TASK PROMPT:
All records are to be retyped faithfully and completely.
━━ DATA IN THIS EXERCISE ━━
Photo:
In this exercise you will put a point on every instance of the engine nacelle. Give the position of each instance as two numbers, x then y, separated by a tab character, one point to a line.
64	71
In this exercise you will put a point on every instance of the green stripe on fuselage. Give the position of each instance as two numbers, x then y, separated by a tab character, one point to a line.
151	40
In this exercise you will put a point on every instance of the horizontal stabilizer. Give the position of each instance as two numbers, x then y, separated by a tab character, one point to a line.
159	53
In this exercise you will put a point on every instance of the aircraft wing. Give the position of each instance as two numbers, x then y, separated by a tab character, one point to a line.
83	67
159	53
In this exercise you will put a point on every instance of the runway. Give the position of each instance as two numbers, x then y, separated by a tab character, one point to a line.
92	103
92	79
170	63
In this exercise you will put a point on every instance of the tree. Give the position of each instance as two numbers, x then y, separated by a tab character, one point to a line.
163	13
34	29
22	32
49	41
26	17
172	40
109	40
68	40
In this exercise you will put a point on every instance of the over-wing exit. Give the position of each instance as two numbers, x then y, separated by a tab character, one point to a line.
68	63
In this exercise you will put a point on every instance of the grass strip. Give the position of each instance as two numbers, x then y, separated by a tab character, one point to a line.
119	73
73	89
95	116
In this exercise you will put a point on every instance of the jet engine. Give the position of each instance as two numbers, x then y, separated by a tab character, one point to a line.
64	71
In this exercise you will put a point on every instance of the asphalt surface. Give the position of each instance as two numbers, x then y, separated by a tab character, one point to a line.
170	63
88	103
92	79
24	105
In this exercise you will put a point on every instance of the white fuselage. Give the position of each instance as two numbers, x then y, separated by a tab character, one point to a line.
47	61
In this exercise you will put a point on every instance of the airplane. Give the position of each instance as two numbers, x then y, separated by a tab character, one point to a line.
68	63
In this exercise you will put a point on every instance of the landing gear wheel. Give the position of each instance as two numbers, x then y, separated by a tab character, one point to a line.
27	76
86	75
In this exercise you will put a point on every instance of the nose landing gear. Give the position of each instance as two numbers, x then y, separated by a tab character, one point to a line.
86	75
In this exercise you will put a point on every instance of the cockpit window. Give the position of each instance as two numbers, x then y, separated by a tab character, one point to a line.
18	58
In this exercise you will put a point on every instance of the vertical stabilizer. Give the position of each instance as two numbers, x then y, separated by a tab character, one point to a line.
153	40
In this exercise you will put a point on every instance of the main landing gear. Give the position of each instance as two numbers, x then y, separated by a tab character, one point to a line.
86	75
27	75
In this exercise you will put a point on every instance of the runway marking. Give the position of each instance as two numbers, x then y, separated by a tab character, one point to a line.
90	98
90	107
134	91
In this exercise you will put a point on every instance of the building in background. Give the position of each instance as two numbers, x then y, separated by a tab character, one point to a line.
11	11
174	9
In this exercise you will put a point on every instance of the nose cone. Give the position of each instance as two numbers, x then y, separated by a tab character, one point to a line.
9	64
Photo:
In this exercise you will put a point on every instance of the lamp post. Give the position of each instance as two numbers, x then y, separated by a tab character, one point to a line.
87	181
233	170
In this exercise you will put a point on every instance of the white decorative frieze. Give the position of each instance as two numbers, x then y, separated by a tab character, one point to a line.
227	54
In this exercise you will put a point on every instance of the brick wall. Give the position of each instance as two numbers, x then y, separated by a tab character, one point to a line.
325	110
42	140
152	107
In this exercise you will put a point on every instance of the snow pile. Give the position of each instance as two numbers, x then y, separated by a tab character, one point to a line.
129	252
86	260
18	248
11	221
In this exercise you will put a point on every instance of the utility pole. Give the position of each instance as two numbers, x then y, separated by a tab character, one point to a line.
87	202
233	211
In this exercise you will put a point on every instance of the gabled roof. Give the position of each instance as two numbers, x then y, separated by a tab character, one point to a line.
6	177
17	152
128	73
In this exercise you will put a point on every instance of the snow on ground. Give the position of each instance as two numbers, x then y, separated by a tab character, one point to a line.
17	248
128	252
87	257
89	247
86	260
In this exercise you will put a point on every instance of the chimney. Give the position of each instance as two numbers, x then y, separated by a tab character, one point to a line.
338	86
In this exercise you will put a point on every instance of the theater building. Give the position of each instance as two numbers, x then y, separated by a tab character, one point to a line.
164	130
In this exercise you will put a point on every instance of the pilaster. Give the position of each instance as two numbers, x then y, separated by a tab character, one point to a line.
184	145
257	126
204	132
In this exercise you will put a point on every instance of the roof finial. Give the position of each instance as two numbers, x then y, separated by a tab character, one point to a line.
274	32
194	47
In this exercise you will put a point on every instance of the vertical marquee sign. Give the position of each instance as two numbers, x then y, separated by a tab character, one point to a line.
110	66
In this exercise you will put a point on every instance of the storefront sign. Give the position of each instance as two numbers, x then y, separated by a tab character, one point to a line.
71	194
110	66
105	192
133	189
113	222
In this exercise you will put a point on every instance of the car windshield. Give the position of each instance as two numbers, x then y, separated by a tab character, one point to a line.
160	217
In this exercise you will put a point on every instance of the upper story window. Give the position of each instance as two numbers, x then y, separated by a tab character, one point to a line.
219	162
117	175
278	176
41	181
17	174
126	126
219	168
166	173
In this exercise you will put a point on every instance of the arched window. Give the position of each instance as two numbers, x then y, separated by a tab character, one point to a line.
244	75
━━━
WRITTEN SOLUTION:
Photo:
In this exercise you will put a point on every instance of the engine nacelle. Give the position of each instance as two numbers, x then y, separated by a tab character, one point to a line.
64	71
In this exercise you will put a point on every instance of the green stripe on fuselage. Give the position of each instance as two numbers, x then y, separated by a tab character, one point to a line.
151	40
In this exercise you will put a point on every instance of the horizontal stabilizer. Give the position of each instance as two numbers, x then y, separated by a tab character, one point to a line.
159	53
In this exercise you will put a point on every instance of the aircraft wing. Give the position of each instance as two numbers, x then y, separated by a tab character, one point to a line.
83	67
159	53
In this exercise you will put a point on every instance of the runway. Give the position of each instance as two numbers, x then y, separated by a tab character, one point to a line.
92	103
92	79
170	63
In this exercise you will put a point on every instance of the tree. Give the position of each instance as two numbers, x then y, separated by a tab character, one point to a line.
163	13
34	29
22	32
49	41
26	17
172	40
109	40
68	40
In this exercise you will put a point on every instance of the over-wing exit. Give the position of each instance as two numbers, x then y, separated by a tab character, one point to a line.
68	63
In this exercise you will put a point on every instance of the grass strip. Give the position of each instance as two numbers, x then y, separated by a tab character, one point to a line.
119	73
73	89
95	116
In this exercise you will put a point on every instance of the jet engine. Give the position of each instance as two numbers, x then y, separated by a tab character, one point to a line.
64	71
In this exercise you will put a point on every instance of the asphalt surface. Give the position of each instance as two numbers, x then y, separated by a tab character, one point to a line.
170	63
88	103
92	79
24	105
In this exercise you will put a point on every instance of the white fuselage. Give the position of each instance as two numbers, x then y, separated by a tab character, one point to a line.
47	61
In this exercise you will put a point on every instance of the airplane. Give the position of each instance as two numbers, x then y, separated by a tab character, one point to a line.
68	63
In this exercise you will put a point on every instance of the landing gear wheel. Give the position of each instance as two numbers, x then y, separated by a tab character, one point to a line.
27	76
86	75
In this exercise you will put a point on every instance of the nose landing gear. Give the position of each instance as two numbers, x then y, separated by a tab character, one point to a line.
86	75
In this exercise you will put a point on every instance of the cockpit window. Give the position of each instance as two numbers, x then y, separated by a tab character, one point to a line.
18	58
In this exercise you will put a point on every instance of the vertical stabilizer. Give the position of each instance as two numbers, x then y, separated by a tab character, one point to a line.
153	40
In this exercise you will put a point on every instance of the main landing gear. Give the position of each instance as two numbers, x then y, separated by a tab character, one point to a line.
86	75
27	75
In this exercise you will put a point on every instance of the runway marking. Give the position of each instance as two numbers, x then y, separated by a tab character, one point to a line.
90	98
90	107
134	91
In this exercise you will put a point on every instance of the building in background. Give the position of each instance as two numbers, x then y, separated by a tab character, one point to a line.
11	11
174	9
In this exercise you will put a point on every instance of the nose cone. Give the position of each instance as two numbers, x then y, separated by a tab character, one point to a line.
9	64
Photo:
In this exercise you will put a point on every instance of the lamp post. Give the position of each instance as two numbers, x then y, separated by a tab character, one point to a line.
87	181
233	170
In this exercise you will put a point on every instance of the white decorative frieze. Give the position of each instance as two numbers, x then y, separated by a tab character, one point to a line.
227	54
In this exercise you will put a point on every instance of the brick wall. Give the position of each instance as two numbers, x then y, separated by a tab character, one point to a line.
325	110
42	140
152	107
In this exercise you will put a point on every instance of the snow pile. Give the position of each instance as two numbers, x then y, separated by a tab character, one point to a line.
129	252
86	260
18	248
11	221
In this exercise you will put a point on every instance of the utility pole. Give the position of each instance as two numbers, x then y, separated by a tab character, one point to a line.
87	202
233	211
In this exercise you will put a point on every instance of the gabled roof. Give the position of each instance as two numbers, x then y, separated by a tab character, one point to a line.
6	177
17	152
128	73
In this exercise you will put a point on every instance of the snow on ground. Give the position of each instance as two numbers, x then y, separated by a tab character, one point to a line.
17	248
128	252
87	257
89	247
86	260
In this exercise you will put a point on every instance of the chimney. Give the position of each instance as two numbers, x then y, separated by a tab character, one point to a line.
338	86
In this exercise you will put a point on every instance of the theater building. Give the position of each instance as two numbers, x then y, separated by a tab character, one point to a line.
164	130
In this exercise you will put a point on every instance of the pilaster. Give the position of each instance as two numbers, x then y, separated by a tab character, one point to a line.
184	145
257	126
204	132
In this exercise you will put a point on every instance of the roof finial. Give the position of each instance as two numbers, x then y, separated by a tab character, one point to a line.
274	32
194	47
In this exercise you will put a point on every instance of the vertical marquee sign. Give the position of each instance as two numbers, x then y, separated by a tab character, one point to a line.
110	66
In this exercise you will put a point on every instance of the storefront sign. Give the position of each instance as two numbers, x then y, separated by a tab character, one point to a line.
71	194
110	66
105	192
133	189
113	222
In this exercise you will put a point on every instance of the car windshield. Give the position of each instance as two numbers, x then y, separated by a tab character, one point to a line.
160	217
In this exercise you will put a point on every instance of the upper story window. Give the position of each instance as two numbers, x then y, separated by a tab character, one point to a line.
219	162
117	175
278	176
41	181
17	174
126	126
219	168
166	173
In this exercise you will put a point on every instance of the arched window. Give the position of each instance as two numbers, x then y, separated by a tab character, one point to a line.
244	75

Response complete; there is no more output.